== Listed entries ==
START
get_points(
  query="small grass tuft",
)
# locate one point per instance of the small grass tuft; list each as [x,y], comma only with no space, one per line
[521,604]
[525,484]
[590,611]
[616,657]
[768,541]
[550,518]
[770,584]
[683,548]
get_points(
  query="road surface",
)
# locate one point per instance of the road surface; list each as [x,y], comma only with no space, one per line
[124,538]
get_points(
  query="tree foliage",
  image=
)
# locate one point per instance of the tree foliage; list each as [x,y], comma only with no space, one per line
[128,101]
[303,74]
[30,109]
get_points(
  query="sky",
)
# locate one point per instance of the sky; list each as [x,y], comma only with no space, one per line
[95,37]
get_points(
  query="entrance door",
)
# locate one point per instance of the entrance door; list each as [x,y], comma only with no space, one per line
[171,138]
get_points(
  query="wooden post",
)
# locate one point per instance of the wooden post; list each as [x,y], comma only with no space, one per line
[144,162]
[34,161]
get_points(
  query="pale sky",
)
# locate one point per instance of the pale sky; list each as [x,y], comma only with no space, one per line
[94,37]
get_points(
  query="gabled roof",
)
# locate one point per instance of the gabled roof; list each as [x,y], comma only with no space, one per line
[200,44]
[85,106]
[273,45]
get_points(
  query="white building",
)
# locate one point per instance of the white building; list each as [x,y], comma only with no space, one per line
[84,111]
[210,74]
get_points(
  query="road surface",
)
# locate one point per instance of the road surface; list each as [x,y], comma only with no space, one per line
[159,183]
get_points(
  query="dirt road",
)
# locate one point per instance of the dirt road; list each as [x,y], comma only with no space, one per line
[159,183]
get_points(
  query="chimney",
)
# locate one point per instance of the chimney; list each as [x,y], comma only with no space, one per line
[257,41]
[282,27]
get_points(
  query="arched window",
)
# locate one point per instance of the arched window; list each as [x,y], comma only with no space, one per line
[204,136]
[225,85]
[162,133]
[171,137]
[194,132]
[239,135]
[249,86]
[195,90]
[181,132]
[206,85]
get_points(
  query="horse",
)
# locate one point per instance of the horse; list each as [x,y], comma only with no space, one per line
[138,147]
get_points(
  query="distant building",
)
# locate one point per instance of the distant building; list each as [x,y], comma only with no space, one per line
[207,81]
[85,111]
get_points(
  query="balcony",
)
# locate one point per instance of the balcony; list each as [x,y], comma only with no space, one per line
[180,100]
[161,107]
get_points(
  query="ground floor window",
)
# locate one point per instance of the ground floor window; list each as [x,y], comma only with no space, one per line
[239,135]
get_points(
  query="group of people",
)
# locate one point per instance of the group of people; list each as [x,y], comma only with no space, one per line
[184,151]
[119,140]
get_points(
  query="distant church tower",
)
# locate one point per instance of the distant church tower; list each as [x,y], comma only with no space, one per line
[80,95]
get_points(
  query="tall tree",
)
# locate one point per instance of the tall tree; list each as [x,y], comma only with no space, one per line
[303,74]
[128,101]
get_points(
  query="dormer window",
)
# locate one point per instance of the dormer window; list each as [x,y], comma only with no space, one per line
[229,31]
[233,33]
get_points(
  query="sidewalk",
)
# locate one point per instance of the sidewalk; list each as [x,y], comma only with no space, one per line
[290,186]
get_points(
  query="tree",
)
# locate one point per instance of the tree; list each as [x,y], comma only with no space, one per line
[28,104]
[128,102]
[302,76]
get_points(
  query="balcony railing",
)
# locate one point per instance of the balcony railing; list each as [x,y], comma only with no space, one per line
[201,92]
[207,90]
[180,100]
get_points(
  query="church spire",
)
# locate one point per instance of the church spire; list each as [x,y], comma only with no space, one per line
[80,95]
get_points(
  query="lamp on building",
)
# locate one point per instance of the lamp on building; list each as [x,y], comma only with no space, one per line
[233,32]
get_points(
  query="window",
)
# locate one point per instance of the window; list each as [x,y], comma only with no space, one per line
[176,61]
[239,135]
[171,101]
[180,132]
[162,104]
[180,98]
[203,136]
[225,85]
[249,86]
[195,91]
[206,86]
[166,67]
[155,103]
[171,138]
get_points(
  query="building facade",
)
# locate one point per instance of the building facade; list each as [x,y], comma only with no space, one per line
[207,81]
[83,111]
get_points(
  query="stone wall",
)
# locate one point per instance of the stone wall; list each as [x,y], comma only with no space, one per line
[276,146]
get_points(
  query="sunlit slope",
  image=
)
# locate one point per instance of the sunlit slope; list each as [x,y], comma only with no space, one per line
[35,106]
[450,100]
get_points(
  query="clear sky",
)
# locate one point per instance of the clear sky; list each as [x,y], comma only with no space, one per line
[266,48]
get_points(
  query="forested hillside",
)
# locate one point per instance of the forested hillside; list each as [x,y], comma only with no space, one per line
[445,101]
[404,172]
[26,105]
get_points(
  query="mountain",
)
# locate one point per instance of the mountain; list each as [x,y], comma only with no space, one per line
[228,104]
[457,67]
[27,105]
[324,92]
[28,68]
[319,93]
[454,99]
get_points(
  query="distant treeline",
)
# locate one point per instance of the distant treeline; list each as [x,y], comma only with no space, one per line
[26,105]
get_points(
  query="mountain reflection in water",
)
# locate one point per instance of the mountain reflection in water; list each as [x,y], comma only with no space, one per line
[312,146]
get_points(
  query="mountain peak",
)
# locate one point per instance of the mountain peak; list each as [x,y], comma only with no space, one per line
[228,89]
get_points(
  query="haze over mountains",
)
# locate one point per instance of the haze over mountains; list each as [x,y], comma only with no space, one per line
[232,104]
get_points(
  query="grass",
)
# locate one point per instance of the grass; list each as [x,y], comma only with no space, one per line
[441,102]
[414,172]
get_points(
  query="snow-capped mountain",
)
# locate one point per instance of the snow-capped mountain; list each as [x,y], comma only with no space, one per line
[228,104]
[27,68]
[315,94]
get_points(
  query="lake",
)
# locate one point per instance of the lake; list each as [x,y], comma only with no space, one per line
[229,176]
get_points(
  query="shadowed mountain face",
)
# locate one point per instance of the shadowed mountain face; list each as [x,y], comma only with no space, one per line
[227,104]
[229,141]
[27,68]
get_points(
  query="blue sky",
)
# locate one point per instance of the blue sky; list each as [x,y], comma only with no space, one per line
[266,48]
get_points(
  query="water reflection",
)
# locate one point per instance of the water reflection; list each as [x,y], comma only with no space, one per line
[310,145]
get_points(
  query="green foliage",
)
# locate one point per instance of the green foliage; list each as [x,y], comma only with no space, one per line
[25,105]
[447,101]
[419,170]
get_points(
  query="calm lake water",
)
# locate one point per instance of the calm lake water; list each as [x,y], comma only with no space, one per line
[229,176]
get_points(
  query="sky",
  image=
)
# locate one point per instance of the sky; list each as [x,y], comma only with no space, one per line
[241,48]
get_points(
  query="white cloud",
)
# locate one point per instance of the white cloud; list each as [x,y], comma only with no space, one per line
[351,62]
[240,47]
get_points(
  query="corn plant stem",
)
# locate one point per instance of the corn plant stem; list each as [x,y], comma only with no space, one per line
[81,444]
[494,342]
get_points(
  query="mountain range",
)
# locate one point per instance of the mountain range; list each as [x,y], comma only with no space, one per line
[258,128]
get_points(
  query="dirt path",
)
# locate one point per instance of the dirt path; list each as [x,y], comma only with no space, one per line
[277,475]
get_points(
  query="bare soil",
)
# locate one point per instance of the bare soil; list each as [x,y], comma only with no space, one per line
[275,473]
END
== Problem description ==
Each of the records should be retyped exactly.

== Finished exercise ==
get_points(
  query="small grass tuft",
)
# locate one point per instance of the small grass tuft; list each as [x,y], comma only with no space, one per line
[521,604]
[525,484]
[590,611]
[616,657]
[768,541]
[550,518]
[770,584]
[683,548]
get_points(
  query="road surface",
)
# locate one point per instance of the road surface; list each as [x,y], comma only with no space, one per line
[124,538]
get_points(
  query="tree foliage",
  image=
)
# locate one point per instance of the tree foliage; list each as [x,y], comma only with no space, one per line
[128,101]
[303,74]
[30,109]
get_points(
  query="sky",
)
# locate one point per instance of the sky; list each as [x,y], comma only with no space, one per line
[95,37]
get_points(
  query="entrance door",
)
# locate one point per instance of the entrance door; list each as [x,y], comma only with no space, one per line
[171,138]
get_points(
  query="wooden post",
)
# locate one point per instance of the wooden post; list each as [x,y], comma only with no space, one per line
[144,162]
[34,161]
get_points(
  query="pale sky",
)
# locate one point per instance of the pale sky; list each as [x,y], comma only with no space, one per line
[94,37]
get_points(
  query="gabled roof",
)
# locate one point per instance of the gabled roof; list each as [x,y], comma only with no space, one per line
[200,44]
[85,106]
[273,45]
get_points(
  query="white building",
)
# locate one point per instance of the white building; list each as [x,y], comma only with no space, one per line
[84,111]
[210,74]
get_points(
  query="road surface",
)
# locate one point per instance of the road surface; list each as [x,y], comma only with no space, one per line
[159,183]
get_points(
  query="dirt road",
)
# locate one point per instance of the dirt road; list each as [x,y], comma only with no space, one per line
[159,183]
get_points(
  query="chimney",
)
# locate one point per instance of the chimney; list each as [x,y], comma only with no space, one per line
[257,41]
[282,27]
get_points(
  query="arched window",
)
# locate one point per instance of the arched window; list each as [x,y], comma only with no space, one per line
[204,136]
[225,85]
[162,133]
[171,137]
[194,132]
[239,135]
[249,86]
[195,90]
[181,132]
[206,85]
get_points(
  query="horse",
)
# locate one point per instance of the horse; list each as [x,y], comma only with no space, one per line
[138,147]
get_points(
  query="distant building",
)
# locate one point per instance of the distant building; list each as [x,y], comma only with no space, one per line
[207,81]
[85,111]
get_points(
  query="balcony",
)
# locate one point per instance of the balcony; list each as [x,y], comma only with no space, one per line
[180,100]
[161,107]
get_points(
  query="ground floor window",
)
# locate one point per instance of the ground floor window; list each as [x,y], comma only with no space, one per line
[239,135]
get_points(
  query="group of people",
)
# locate one point per instance of the group of people; list each as [x,y], comma only with no space, one per line
[184,151]
[119,140]
get_points(
  query="distant church tower",
)
# locate one point per instance of the distant church tower; list each as [x,y], comma only with no space, one per line
[80,95]
get_points(
  query="tall tree",
)
# locate one point per instance of the tall tree; list each as [x,y], comma only with no space, one per line
[303,74]
[128,101]
get_points(
  query="dormer window",
)
# locate one point per instance of the dormer window; list each as [x,y], comma only with no space, one per line
[229,31]
[233,33]
get_points(
  query="sidewalk",
)
# locate one point per instance of the sidewalk; list each as [x,y], comma only with no space, one per line
[290,186]
get_points(
  query="tree",
)
# locate one point per instance of the tree; list each as [x,y], comma only with no space, one per line
[28,104]
[128,102]
[302,76]
get_points(
  query="balcony railing",
)
# locate one point per instance of the balcony railing; list each as [x,y], comma only with no space, one per line
[201,92]
[207,90]
[180,100]
get_points(
  query="church spire",
)
# locate one point per instance of the church spire; list each as [x,y], comma only with no space, one per line
[80,95]
get_points(
  query="lamp on building",
)
# locate one point per instance of the lamp on building; list each as [x,y], comma only with no space, one per line
[233,32]
get_points(
  query="window",
)
# locate one point per instance of the window; list each as [x,y], comma only with no space, one per line
[176,61]
[239,135]
[171,101]
[180,132]
[162,104]
[180,98]
[203,136]
[225,85]
[249,86]
[195,91]
[206,86]
[166,67]
[155,103]
[171,138]
get_points(
  query="building facade",
)
# locate one point per instance of the building facade; list each as [x,y], comma only with no space, one per line
[207,81]
[83,111]
get_points(
  query="stone wall",
)
# locate one point per instance of the stone wall; list each as [x,y], comma only with no space, one per line
[276,146]
get_points(
  query="sunlit slope",
  image=
)
# locate one point per instance of the sunlit slope; list each as [x,y], comma only with no space, one per line
[35,106]
[450,100]
get_points(
  query="clear sky",
)
# locate one point per instance of the clear sky; list each as [x,y], comma only with no space, one per line
[266,48]
get_points(
  query="forested hillside",
)
# locate one point per instance of the forested hillside; list each as [x,y], comma only with no space, one per line
[445,101]
[404,172]
[26,105]
get_points(
  query="mountain",
)
# locate one point per instance of the mountain; list each as [x,y], comma only with no space, one per line
[228,104]
[457,67]
[27,105]
[324,92]
[28,68]
[319,93]
[454,99]
get_points(
  query="distant treeline",
)
# locate one point per instance of the distant treeline; list each as [x,y], comma only with no space, one per line
[26,105]
get_points(
  query="mountain reflection in water",
)
# locate one point per instance of the mountain reflection in water; list each as [x,y], comma only with no space, one per line
[312,146]
get_points(
  query="mountain peak",
)
# locate one point per instance of the mountain peak; list each as [x,y], comma only with no space, one per line
[228,89]
get_points(
  query="haze over mountains",
)
# locate one point per instance of the haze over mountains; list each as [x,y], comma only with no space, one per line
[232,104]
get_points(
  query="grass",
)
# locate one point per instance of the grass; list each as [x,y], comma only with no space, one per line
[441,102]
[414,172]
get_points(
  query="snow-capped mountain",
)
# locate one point per instance of the snow-capped mountain; list each as [x,y], comma only with no space, one per line
[228,104]
[27,68]
[315,94]
get_points(
  query="lake",
)
# locate one point per instance of the lake; list each as [x,y], comma only with no space, one per line
[229,176]
get_points(
  query="shadowed mountain face",
)
# locate one point per instance of the shadowed mountain face; list each as [x,y], comma only with no space, one per line
[227,104]
[229,141]
[27,68]
get_points(
  query="blue sky",
)
# locate one point per instance of the blue sky; list each as [x,y], comma only with no space, one per line
[266,48]
get_points(
  query="water reflection",
)
# locate one point per instance of the water reflection; list each as [x,y], comma only with no space, one per line
[310,145]
get_points(
  query="green foliage",
)
# locate one point per instance of the green foliage; list each as [x,y], comma only with no space, one per line
[25,105]
[447,101]
[419,170]
get_points(
  query="calm lake water",
)
# locate one point per instance of the calm lake water; list each as [x,y], comma only with no space, one per line
[229,176]
get_points(
  query="sky",
  image=
)
# locate one point per instance of the sky; list each as [x,y], comma only with no space, one per line
[241,48]
get_points(
  query="white cloud",
)
# locate one point per instance of the white cloud; list each as [x,y], comma only with no space, one per line
[351,62]
[240,47]
get_points(
  query="corn plant stem",
)
# locate one point per instance of the corn plant stem; list each as [x,y], comma only with no space, one per line
[81,444]
[494,342]
get_points(
  query="mountain range",
)
# locate one point per instance of the mountain range; list each as [x,y], comma only with no space, one per line
[258,128]
get_points(
  query="dirt path",
)
# locate one point per instance of the dirt path; list each as [x,y], comma only with no space, one per line
[277,475]
get_points(
  query="bare soil",
)
# locate one point per instance of the bare soil; list each as [x,y], comma only with no space, one per line
[275,473]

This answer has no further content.